Exercise details:
List each row below that contains the word "every", copying those lines in full.

Dataset:
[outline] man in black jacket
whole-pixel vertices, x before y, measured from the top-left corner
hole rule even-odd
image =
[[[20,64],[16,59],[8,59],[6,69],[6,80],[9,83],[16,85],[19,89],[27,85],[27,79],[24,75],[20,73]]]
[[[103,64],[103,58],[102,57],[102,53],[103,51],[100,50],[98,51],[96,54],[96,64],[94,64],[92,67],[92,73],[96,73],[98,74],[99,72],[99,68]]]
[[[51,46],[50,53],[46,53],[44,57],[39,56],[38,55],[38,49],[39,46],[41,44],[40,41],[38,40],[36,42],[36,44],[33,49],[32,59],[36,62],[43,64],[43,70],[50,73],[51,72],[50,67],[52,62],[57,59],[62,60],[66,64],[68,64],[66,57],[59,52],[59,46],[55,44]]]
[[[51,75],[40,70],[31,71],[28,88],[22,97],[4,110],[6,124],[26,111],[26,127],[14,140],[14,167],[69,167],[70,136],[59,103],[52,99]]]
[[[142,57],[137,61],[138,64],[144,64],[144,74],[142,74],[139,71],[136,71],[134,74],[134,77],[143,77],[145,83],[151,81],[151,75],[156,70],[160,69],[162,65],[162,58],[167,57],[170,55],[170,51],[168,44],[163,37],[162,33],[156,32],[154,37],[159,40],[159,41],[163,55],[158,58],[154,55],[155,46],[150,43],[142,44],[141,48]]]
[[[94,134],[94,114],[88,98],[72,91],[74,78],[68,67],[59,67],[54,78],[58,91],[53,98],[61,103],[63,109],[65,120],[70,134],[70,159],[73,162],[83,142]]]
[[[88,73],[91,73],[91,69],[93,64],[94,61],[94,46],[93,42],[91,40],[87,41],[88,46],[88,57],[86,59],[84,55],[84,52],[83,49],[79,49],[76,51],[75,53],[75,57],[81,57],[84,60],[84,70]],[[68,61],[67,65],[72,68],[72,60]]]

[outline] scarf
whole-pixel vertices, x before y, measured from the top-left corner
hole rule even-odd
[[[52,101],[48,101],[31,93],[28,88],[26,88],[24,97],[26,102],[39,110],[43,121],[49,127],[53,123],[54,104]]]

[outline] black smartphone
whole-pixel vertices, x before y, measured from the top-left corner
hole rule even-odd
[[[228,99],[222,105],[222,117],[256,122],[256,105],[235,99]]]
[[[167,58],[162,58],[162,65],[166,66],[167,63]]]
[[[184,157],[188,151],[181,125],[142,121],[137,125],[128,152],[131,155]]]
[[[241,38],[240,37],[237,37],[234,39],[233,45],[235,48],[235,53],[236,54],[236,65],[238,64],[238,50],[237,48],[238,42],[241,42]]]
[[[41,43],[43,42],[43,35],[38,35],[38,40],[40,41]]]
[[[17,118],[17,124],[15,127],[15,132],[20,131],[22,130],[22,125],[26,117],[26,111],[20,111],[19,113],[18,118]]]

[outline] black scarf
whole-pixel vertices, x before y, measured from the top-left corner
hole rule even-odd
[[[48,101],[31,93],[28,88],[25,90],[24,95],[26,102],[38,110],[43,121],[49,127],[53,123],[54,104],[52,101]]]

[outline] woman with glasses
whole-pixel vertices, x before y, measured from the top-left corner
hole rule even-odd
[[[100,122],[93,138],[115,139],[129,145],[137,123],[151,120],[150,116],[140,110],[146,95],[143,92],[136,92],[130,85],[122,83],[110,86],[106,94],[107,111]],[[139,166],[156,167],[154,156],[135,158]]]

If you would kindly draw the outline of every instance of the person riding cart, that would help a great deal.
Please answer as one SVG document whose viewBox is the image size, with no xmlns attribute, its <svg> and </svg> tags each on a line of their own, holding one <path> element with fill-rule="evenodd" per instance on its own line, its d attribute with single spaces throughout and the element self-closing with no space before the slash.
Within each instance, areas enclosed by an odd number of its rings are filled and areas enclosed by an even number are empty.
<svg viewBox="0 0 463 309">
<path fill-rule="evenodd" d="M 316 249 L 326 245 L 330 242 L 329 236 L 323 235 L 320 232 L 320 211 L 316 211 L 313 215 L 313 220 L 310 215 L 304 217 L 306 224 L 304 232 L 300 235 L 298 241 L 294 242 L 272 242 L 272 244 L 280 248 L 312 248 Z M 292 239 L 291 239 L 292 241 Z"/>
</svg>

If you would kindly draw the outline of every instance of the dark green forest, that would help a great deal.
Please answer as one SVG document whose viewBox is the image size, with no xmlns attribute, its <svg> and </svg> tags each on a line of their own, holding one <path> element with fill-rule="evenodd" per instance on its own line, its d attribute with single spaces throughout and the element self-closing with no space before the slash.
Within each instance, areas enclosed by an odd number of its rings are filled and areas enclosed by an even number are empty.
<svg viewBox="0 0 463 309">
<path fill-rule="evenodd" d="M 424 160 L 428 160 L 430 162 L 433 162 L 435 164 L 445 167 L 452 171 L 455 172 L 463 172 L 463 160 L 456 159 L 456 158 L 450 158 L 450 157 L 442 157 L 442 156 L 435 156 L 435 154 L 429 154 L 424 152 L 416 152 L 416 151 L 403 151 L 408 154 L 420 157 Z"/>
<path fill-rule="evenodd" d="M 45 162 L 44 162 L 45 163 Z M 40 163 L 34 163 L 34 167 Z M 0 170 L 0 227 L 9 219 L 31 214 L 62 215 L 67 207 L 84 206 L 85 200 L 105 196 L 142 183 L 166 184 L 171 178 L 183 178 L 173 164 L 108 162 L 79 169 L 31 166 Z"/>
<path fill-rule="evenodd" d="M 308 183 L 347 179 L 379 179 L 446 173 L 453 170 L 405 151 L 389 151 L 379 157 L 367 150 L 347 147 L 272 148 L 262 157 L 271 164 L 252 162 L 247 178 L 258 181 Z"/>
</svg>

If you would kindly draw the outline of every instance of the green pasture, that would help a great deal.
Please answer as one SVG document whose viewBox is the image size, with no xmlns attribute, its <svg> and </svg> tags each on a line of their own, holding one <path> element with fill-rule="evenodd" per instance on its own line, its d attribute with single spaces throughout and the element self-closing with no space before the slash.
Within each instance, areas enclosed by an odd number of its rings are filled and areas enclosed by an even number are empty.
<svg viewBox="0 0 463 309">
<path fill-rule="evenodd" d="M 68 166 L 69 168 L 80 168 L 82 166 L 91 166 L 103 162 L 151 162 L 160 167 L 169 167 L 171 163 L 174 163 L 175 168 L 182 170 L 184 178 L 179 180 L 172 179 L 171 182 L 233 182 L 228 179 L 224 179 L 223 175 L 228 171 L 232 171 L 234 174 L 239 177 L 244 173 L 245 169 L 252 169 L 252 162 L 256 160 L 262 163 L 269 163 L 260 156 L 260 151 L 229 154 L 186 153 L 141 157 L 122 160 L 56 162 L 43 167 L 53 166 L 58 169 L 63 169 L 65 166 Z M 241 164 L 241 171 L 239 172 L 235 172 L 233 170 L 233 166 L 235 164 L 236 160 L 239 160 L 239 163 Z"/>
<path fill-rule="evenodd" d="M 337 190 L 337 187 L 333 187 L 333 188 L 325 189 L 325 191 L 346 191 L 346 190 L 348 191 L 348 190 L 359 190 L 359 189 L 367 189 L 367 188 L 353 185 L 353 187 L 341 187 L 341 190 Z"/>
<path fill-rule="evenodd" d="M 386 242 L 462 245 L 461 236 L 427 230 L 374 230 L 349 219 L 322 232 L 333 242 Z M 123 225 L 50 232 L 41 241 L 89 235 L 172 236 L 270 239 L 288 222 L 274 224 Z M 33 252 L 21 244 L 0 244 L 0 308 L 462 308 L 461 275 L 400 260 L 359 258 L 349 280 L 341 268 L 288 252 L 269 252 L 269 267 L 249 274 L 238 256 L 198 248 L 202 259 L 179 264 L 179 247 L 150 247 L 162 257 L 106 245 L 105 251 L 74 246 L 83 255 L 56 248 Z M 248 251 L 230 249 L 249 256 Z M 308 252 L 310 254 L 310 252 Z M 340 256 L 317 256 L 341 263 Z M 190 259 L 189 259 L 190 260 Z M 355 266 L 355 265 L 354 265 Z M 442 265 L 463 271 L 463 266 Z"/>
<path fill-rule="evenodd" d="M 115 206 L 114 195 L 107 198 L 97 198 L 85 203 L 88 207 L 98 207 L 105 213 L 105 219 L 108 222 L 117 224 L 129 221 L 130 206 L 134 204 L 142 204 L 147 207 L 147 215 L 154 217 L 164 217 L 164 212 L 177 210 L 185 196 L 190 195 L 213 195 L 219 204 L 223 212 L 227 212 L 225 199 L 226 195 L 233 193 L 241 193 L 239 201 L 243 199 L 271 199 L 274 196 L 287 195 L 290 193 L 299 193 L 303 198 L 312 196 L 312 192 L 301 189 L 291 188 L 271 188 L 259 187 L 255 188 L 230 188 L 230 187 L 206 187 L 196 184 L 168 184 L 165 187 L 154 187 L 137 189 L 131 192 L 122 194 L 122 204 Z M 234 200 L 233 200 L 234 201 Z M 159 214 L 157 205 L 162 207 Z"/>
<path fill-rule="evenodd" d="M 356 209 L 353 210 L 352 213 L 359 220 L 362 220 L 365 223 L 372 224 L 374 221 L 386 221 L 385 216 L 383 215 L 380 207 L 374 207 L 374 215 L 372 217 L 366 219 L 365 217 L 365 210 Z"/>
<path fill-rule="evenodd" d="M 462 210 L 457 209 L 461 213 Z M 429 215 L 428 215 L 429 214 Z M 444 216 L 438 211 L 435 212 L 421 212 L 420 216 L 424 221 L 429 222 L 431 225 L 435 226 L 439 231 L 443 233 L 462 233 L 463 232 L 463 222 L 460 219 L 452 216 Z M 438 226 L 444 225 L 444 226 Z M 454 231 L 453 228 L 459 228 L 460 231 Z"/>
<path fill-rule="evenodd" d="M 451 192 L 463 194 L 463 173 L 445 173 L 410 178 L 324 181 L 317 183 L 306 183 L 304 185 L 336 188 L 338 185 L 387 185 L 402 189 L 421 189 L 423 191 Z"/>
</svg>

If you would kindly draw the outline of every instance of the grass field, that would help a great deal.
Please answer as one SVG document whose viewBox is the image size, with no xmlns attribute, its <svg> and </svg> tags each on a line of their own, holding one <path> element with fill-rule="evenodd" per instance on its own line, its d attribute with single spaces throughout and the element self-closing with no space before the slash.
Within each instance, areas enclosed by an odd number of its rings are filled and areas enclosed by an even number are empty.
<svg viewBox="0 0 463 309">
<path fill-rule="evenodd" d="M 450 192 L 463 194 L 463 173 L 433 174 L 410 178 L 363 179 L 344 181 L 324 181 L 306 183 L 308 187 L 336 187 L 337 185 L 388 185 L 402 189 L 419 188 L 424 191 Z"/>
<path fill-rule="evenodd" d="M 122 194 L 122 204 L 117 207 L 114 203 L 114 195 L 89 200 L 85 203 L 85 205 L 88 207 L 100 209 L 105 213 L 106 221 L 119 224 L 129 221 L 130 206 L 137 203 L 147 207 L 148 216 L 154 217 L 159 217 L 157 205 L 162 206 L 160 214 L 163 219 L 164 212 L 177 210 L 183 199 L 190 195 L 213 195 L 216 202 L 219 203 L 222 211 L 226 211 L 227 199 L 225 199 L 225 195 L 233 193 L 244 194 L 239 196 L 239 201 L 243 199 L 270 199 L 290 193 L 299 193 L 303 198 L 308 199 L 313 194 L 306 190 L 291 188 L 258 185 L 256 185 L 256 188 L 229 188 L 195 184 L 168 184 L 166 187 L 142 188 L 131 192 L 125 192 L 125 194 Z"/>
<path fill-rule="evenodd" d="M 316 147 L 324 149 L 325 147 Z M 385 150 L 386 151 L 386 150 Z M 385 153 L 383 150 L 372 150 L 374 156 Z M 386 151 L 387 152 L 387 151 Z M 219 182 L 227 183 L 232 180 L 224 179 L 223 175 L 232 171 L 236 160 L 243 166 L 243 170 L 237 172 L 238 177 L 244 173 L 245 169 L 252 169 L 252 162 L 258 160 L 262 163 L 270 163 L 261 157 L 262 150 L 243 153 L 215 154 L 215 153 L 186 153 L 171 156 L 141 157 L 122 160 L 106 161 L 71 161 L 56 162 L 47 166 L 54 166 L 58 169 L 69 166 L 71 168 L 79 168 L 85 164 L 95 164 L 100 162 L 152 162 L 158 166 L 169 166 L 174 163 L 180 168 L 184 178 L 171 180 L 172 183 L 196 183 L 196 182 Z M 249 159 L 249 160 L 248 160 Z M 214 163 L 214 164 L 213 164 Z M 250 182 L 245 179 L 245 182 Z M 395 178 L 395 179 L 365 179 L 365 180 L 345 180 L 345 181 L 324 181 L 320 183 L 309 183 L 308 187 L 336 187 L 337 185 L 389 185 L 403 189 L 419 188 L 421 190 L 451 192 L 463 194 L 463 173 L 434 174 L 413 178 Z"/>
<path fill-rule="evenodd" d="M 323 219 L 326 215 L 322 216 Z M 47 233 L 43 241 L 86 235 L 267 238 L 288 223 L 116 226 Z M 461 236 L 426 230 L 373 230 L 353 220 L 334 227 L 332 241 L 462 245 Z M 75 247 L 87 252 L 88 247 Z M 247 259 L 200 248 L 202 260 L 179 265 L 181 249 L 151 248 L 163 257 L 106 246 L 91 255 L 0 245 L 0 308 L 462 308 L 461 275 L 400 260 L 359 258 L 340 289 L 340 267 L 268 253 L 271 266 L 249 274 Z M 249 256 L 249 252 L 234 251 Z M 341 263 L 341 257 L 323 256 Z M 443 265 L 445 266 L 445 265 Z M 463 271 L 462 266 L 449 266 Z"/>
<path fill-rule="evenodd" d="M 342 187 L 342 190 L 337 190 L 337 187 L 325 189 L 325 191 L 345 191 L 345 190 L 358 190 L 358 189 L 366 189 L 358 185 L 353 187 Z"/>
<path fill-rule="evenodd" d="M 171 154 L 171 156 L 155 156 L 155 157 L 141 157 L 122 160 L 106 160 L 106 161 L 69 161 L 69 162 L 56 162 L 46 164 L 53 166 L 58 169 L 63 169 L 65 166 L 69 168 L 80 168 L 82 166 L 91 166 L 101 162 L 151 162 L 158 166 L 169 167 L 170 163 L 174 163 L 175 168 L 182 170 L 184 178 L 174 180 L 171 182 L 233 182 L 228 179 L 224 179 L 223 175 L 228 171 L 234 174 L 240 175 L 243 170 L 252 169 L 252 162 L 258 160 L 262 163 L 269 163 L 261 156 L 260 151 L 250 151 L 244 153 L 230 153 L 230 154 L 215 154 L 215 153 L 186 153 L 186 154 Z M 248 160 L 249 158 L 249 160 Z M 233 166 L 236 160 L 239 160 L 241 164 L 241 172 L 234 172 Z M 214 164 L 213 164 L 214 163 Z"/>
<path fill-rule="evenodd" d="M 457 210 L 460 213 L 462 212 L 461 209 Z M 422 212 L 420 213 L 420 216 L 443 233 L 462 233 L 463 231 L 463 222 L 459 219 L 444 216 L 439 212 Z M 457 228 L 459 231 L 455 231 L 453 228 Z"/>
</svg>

Written solution:
If you would kindly draw the outline of every instance of the person riding cart, that would help a great deal.
If you would kindly draw the outline of every instance of the dark green forest, that would help a great deal.
If you would kindly draw the outline of every instance of the green pasture, that would help a great deal.
If you would kindly draw the outline of every instance of the grass field, that would help a great deal.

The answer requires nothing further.